**Your objective:**
Once the line with "For every instance of the white window" is found in the entries below, print it and each following line exactly, stopping after the line with "Target: snow on rock"; print nothing else.

[Data excerpts]

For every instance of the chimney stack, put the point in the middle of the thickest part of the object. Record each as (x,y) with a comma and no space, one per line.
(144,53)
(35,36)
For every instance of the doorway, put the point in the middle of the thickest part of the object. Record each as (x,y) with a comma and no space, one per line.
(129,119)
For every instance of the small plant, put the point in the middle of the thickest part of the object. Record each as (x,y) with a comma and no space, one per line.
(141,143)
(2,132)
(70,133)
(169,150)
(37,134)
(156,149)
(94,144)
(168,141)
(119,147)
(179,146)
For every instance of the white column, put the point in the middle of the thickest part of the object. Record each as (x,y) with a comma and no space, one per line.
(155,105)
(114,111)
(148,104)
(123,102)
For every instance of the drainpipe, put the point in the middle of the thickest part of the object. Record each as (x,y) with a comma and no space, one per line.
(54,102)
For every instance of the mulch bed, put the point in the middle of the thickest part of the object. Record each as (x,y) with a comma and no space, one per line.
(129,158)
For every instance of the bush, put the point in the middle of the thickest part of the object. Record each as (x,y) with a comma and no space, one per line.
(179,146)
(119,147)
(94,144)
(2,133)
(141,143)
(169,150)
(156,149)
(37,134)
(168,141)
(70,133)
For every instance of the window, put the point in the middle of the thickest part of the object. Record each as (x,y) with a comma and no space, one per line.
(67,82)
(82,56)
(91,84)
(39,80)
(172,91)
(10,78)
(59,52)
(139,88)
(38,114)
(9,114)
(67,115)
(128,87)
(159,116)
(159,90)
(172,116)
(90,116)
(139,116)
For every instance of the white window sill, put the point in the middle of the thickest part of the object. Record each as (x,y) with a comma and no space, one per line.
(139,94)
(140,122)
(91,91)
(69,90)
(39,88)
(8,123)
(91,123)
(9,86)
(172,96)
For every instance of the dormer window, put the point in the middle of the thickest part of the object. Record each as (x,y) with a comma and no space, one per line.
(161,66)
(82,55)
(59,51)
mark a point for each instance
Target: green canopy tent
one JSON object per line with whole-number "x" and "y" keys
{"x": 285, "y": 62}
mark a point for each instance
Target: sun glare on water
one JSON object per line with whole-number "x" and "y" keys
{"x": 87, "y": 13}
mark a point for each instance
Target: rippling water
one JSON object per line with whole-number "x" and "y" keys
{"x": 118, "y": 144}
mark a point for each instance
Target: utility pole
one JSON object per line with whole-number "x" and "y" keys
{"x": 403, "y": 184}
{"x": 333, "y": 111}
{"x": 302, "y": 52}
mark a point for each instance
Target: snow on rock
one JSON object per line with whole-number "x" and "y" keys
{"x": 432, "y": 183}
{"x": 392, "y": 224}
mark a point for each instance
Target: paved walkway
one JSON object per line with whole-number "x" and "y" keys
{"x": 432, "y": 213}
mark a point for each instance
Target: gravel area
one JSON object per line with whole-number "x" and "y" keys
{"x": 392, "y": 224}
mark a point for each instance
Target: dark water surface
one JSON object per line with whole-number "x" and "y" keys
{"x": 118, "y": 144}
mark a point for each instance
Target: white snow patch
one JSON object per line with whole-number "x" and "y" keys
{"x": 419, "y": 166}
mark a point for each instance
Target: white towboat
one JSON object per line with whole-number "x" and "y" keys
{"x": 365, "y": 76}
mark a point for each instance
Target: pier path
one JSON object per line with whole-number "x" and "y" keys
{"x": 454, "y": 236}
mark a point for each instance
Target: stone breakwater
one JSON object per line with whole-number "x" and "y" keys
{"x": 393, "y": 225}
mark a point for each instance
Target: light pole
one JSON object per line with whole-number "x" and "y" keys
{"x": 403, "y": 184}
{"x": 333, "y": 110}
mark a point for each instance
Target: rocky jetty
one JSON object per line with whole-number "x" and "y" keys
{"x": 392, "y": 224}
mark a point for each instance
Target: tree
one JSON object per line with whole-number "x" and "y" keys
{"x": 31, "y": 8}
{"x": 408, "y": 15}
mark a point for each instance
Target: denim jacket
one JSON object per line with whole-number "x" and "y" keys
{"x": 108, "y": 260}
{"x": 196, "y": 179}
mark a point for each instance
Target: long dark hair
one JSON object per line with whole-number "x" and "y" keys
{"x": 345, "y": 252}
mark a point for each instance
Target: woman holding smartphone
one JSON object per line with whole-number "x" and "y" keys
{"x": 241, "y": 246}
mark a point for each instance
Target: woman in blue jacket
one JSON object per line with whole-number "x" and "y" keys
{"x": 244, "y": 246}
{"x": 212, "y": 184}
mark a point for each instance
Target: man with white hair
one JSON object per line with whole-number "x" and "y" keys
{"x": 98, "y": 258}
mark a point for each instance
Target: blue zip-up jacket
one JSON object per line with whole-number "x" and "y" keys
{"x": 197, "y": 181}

**Output:**
For every instance of the white window sill, put the point in the middle of the thickest part of the object. Record each as (x,y) with a comma and no space, one per line.
(139,94)
(140,122)
(91,91)
(69,90)
(39,88)
(8,123)
(91,123)
(9,86)
(172,96)
For every instance of the dormer window, put the point in the middle of the thickest part of the object. Record each as (x,y) with a comma and no space, one per line.
(161,66)
(82,55)
(59,51)
mark a point for each instance
Target: green canopy tent
one JSON object per line with whole-number "x" and "y" keys
{"x": 285, "y": 62}
mark a point for each instance
Target: sun glare on water
one JSON object per line with whole-number "x" and "y" keys
{"x": 87, "y": 13}
mark a point for each instance
Target: rippling water
one JSON object per line with whole-number "x" and "y" keys
{"x": 118, "y": 144}
mark a point for each instance
Target: utility pole
one JSON object per line with whole-number "x" and "y" keys
{"x": 403, "y": 184}
{"x": 333, "y": 111}
{"x": 302, "y": 52}
mark a point for each instance
Target: snow on rock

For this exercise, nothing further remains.